» **Exercise brief**: Extract each line of the data below that contains the word "tree".

» **Extracted information**:
========

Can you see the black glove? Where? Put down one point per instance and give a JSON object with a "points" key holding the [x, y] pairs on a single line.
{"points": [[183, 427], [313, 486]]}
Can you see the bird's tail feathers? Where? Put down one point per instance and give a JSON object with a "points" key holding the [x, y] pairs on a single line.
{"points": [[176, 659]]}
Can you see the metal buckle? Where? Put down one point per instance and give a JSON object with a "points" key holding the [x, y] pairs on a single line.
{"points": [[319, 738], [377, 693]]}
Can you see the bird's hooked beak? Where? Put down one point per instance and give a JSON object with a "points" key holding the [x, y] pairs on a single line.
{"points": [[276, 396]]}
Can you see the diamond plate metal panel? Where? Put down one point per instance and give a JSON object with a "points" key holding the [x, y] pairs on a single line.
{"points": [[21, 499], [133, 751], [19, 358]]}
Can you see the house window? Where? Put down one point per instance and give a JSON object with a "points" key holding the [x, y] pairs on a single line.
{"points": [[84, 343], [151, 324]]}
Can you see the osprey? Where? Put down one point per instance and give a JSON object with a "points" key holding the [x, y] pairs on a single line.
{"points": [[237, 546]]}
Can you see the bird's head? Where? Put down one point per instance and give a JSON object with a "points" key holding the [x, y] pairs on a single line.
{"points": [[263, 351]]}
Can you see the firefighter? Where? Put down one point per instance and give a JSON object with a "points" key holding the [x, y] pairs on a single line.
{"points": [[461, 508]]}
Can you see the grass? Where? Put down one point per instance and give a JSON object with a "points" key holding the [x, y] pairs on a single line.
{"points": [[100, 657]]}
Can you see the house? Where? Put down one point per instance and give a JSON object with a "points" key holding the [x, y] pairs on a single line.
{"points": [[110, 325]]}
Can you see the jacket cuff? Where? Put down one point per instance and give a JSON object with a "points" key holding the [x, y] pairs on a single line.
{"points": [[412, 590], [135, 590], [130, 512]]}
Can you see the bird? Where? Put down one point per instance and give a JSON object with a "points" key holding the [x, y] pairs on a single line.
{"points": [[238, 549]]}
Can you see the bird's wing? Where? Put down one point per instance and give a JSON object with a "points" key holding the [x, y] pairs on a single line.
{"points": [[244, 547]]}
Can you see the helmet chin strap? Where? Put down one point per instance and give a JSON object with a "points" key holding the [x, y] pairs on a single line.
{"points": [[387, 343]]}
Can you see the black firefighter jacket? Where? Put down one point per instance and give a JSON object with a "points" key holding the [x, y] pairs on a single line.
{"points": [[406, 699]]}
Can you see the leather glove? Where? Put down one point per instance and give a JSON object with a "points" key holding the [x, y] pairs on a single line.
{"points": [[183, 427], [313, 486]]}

========

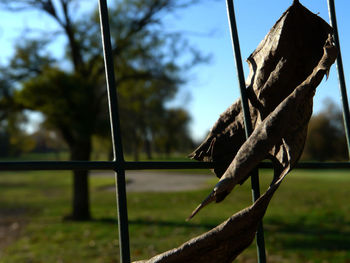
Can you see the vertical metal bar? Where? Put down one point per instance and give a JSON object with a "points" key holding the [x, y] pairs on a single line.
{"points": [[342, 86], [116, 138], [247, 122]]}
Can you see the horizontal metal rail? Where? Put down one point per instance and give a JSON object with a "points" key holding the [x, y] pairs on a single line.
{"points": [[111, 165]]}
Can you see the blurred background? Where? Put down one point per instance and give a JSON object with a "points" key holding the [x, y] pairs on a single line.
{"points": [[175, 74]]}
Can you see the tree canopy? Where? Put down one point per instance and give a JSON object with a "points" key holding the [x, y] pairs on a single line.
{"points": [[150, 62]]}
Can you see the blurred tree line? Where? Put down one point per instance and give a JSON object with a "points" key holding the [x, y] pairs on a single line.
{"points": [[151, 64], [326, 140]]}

========

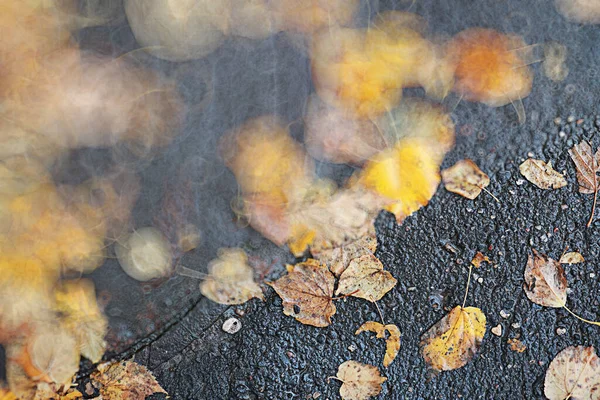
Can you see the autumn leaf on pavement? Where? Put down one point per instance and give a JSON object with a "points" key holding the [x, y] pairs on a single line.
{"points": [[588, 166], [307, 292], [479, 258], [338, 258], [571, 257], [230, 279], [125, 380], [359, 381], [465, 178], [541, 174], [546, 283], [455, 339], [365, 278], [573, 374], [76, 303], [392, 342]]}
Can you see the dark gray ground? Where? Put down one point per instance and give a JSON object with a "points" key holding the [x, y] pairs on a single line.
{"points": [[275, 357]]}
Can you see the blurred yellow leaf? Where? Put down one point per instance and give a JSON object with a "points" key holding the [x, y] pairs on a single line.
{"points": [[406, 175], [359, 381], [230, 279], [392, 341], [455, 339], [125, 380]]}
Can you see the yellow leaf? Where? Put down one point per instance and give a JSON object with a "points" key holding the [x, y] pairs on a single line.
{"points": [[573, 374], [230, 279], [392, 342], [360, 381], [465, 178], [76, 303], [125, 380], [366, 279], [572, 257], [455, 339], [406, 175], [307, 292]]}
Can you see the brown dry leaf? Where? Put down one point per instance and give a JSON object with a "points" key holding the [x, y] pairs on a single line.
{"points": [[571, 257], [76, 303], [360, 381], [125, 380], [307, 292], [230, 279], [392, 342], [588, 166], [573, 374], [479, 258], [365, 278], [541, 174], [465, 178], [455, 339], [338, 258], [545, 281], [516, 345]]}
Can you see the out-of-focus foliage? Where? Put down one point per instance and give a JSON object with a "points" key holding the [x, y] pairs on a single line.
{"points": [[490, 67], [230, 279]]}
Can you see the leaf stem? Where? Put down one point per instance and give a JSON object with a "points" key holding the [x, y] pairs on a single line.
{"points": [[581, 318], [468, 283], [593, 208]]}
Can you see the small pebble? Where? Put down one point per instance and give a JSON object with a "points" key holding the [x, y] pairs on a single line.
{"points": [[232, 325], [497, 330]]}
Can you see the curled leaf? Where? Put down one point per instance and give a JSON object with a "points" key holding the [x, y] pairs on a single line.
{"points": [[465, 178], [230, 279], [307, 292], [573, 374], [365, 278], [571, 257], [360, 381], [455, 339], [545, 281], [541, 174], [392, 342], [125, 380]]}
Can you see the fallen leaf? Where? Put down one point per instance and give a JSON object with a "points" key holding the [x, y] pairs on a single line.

========

» **The answer**:
Can you see the tree canopy? Where? Put down one point per instance and give a JSON object with a "points" key holding the [x, y] pairs on a single line.
Can you see the blurred tree line? Where? Put down one point per instance and give a JSON object with a "points" key holding the [x, y] pairs on a single line.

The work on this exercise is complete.